• Texte présenté:
——
Vous avez bien lu, 150 millions de francs sont attribués chaque année par l’Etat sans justification ! Contre toute attente, cette révélation effarante n’a pas véritablement suscité d’intérêt médiatique, alors même que la Cour des comptes regrette dans son communiqué le manque de collaboration de la DGS, qui n’a pas fait preuve d’un «esprit transparent et constructif». Une interpellation a, en revanche, heureusement immédiatement été déposée au Grand Conseil.
Bien des choses à corriger
Il s’agit maintenant de faire en sorte que les nombreux dysfonctionnements mis en lumière par la Cour des comptes soient corrigés. Cela passe en particulier par la dissipation du flou juridique et donc la définition précise et univoque de ce que sont les PIG, afin de garantir l’équité et éviter les interprétations extensives. Il s’agit aussi de formaliser suffisamment les règles de financement. Le lien entre les PIG et la stratégie cantonale doit être suffisamment établi et régulièrement réévalué. Il faut mieux définir les prestations attendues des hôpitaux, renforcer le suivi et cadrer plus strictement les PIG de soutien financier. En bref, il s’agit, dans l’intérêt général, de rétablir la transparence et l’équité dans la gestion des PIG.
——
Données de masques de segmentation:

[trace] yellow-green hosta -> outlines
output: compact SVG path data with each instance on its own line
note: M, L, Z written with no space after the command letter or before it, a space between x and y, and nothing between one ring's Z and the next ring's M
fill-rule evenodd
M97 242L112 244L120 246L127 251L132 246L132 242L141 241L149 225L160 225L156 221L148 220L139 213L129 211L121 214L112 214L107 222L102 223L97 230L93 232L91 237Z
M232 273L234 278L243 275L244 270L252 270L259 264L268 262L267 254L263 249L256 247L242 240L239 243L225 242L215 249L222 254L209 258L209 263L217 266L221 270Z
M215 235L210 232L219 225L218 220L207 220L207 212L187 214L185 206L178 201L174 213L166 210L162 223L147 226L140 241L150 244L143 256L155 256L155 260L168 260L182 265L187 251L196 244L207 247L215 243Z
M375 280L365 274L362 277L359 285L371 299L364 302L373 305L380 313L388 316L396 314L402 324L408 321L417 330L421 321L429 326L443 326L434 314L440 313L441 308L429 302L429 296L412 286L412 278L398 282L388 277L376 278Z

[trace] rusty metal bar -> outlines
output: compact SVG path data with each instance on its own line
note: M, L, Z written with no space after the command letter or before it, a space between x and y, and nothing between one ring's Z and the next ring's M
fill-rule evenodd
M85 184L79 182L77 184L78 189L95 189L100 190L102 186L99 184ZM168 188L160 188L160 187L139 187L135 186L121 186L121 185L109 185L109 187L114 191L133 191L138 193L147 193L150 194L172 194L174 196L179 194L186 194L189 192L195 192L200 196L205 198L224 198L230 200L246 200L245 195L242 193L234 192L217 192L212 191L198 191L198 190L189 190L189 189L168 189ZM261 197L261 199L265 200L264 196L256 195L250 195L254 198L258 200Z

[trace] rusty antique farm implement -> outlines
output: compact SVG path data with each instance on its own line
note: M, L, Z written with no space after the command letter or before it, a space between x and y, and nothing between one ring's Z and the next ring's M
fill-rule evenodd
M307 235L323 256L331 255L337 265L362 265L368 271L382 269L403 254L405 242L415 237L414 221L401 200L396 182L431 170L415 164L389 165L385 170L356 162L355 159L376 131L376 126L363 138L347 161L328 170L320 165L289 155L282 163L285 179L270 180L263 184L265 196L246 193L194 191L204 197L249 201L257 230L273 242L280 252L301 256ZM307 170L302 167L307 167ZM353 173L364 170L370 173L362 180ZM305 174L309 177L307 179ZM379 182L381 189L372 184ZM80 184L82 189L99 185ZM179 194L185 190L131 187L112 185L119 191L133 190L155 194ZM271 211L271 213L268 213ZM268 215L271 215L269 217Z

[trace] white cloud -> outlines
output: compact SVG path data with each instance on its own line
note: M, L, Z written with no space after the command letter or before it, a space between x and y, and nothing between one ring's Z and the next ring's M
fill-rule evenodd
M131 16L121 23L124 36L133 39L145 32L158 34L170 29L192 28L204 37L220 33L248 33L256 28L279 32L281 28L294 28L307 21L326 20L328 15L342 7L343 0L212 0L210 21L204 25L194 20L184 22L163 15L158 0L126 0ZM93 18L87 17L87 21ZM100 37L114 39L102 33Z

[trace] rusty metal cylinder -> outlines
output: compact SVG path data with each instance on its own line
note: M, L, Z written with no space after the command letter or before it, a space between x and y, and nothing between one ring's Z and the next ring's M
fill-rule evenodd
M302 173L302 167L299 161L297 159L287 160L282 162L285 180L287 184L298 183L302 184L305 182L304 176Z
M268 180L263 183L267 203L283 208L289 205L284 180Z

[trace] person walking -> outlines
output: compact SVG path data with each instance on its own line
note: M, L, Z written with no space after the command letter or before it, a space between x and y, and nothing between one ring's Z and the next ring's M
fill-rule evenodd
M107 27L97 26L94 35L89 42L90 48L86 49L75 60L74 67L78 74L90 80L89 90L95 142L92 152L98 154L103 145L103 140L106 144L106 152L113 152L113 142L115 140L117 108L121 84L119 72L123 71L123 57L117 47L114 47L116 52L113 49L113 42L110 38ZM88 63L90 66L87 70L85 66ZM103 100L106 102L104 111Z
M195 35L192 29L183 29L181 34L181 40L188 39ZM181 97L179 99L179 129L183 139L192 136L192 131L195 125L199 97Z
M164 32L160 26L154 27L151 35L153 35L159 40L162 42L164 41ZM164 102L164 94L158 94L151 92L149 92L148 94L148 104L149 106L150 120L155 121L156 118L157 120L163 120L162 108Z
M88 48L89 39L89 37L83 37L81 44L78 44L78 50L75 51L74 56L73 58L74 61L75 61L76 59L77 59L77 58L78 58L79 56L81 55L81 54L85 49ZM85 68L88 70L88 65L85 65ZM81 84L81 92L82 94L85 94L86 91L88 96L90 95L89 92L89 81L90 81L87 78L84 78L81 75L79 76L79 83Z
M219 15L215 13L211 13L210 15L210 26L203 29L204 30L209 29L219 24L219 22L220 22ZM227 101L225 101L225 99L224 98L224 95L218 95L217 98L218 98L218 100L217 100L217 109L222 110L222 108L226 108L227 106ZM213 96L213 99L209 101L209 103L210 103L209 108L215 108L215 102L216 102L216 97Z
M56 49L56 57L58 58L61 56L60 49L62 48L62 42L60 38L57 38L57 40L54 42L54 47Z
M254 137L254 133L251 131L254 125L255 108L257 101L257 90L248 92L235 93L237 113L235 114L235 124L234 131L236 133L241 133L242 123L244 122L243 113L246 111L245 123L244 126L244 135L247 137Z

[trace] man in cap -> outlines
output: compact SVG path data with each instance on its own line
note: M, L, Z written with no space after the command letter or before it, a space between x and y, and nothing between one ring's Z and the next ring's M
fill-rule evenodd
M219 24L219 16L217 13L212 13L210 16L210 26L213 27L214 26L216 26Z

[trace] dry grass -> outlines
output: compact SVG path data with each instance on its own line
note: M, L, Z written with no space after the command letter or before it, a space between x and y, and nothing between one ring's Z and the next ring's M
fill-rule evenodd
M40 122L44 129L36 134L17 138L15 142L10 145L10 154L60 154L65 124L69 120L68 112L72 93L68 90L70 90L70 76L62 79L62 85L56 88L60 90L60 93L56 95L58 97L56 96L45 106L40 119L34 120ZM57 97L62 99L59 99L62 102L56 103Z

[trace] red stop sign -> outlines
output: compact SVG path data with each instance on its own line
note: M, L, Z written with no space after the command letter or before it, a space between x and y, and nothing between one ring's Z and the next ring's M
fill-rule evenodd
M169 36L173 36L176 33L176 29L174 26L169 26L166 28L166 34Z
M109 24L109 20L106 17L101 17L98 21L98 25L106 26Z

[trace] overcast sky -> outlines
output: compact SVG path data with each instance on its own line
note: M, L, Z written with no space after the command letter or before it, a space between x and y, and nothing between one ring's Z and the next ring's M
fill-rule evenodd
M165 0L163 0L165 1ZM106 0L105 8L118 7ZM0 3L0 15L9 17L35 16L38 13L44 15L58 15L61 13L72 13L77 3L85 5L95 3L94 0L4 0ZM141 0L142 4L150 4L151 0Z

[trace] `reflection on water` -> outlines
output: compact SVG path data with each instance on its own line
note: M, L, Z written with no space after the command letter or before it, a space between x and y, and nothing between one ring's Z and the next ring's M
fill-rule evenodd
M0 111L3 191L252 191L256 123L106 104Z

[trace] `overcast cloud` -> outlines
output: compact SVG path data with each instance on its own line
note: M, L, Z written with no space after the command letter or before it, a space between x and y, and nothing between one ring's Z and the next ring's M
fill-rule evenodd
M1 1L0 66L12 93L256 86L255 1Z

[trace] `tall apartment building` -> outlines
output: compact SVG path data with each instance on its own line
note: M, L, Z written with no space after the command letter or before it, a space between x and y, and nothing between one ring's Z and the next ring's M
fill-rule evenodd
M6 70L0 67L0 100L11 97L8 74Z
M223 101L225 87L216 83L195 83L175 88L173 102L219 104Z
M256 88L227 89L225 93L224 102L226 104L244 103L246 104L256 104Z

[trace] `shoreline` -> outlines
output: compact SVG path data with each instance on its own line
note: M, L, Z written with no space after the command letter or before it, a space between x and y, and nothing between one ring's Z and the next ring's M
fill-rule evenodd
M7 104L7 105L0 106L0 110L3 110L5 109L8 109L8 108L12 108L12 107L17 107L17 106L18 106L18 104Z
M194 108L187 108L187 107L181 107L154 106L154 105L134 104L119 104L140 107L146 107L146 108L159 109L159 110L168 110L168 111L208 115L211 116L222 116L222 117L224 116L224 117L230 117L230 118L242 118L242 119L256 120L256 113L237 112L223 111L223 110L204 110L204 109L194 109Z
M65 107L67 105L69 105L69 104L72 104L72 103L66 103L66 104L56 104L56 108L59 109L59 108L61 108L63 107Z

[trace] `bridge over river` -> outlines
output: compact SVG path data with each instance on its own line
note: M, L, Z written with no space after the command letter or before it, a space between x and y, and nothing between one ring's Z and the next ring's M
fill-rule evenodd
——
• Consignes de l'exercice:
- a) Traduisez en anglais cette phrase du texte sur les PIG : « Il s’agit aussi de formaliser suffisamment les règles de financement. »
- b) Rédigez la suite du texte sur les PIG, à partir de sa dernière phrase.
Ces enregistrements proviennent d'une autre source.

• Réponses numérotées:
- a) It is also necessary to formalize the funding rules sufficiently.

- b)
De temps en temps au Grand Conseil, c’est l’heure des questions. A cette occasion, les députés ont la possibilité d’interroger le gouvernement. Tout récemment, sans lien bien sûr avec la campagne qui faisait encore rage début octobre, un député profite d’aborder une question de politique fédérale : les chambres traitent d’une initiative qui vise à plafonner à 10% du revenu le coût des primes d’assurances maladie. Dans ce cadre, la mise en place d’un système fédéral analogue au vaudois permettrait quelques économies au Canton.
Rappelons que les subsides vaudois à l’assurance-maladie représentent un coût qui s’approche d’un milliard de francs par année pour le contribuable et n’encouragent ni le retour à une activité lucrative, ni l’augmentation de taux d’activité.
Une partie des parlementaires fédéraux vaudois a refusé d’infliger au reste de la Suisse une telle idée. Ils ont bien fait. Cela a déplu à l’auteur de la question qui en conclut que les «représentant-e-s de la droite vaudoise ont voté contre les intérêts du Canton de Vaud». Une des forces du fédéralisme est de permettre aux cantons d’essayer des projets puis d’exporter les bonnes idées. Pas les mauvaises.